**Collection entries**
----

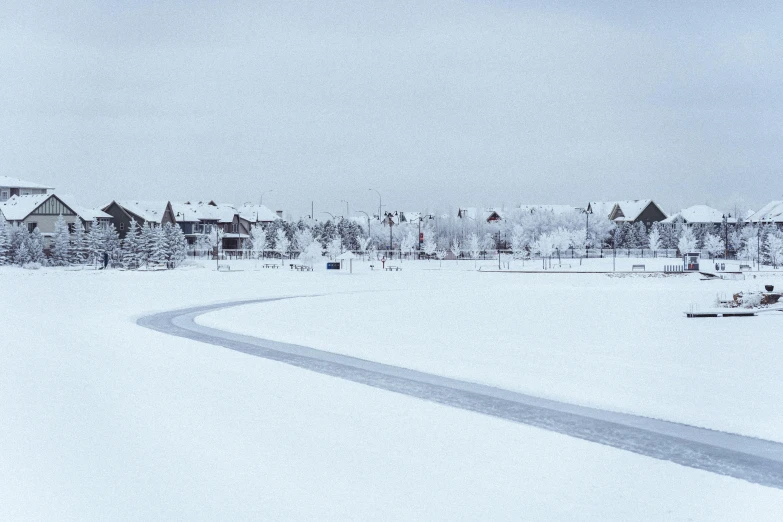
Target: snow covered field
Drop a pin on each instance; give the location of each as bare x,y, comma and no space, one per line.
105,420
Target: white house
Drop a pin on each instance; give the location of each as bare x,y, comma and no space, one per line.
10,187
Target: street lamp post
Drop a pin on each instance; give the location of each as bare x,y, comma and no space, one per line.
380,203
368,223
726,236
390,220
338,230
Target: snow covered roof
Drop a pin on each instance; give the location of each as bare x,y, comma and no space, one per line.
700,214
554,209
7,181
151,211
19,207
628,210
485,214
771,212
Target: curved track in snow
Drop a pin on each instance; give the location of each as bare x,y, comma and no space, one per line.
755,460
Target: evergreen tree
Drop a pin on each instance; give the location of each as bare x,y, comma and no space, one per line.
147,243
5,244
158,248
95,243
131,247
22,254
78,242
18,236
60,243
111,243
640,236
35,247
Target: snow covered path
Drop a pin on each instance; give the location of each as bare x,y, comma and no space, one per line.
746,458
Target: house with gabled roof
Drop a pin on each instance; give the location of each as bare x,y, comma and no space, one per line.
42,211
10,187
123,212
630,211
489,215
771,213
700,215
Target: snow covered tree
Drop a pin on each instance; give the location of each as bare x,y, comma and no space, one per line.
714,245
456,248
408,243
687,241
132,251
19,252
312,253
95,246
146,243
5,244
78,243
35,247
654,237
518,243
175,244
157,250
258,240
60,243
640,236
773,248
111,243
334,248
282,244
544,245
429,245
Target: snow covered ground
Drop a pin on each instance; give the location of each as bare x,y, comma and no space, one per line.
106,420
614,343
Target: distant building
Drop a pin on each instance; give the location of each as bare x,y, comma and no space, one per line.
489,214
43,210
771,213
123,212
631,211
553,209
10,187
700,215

----

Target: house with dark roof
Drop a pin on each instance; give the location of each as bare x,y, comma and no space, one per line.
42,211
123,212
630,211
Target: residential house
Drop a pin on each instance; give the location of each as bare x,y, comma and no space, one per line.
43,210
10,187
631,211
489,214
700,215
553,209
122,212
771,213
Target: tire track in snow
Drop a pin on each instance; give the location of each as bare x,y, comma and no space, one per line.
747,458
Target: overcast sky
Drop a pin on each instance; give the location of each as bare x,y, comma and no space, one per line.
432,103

----

**DIRECTIONS FOR THIS TASK**
If a line of the entries holds the word "covered", copy it out.

**SOLVED EXERCISE**
Target: snow covered field
Target: snow covered roof
Target: snow covered path
Target: snow covered tree
Target: snow covered ground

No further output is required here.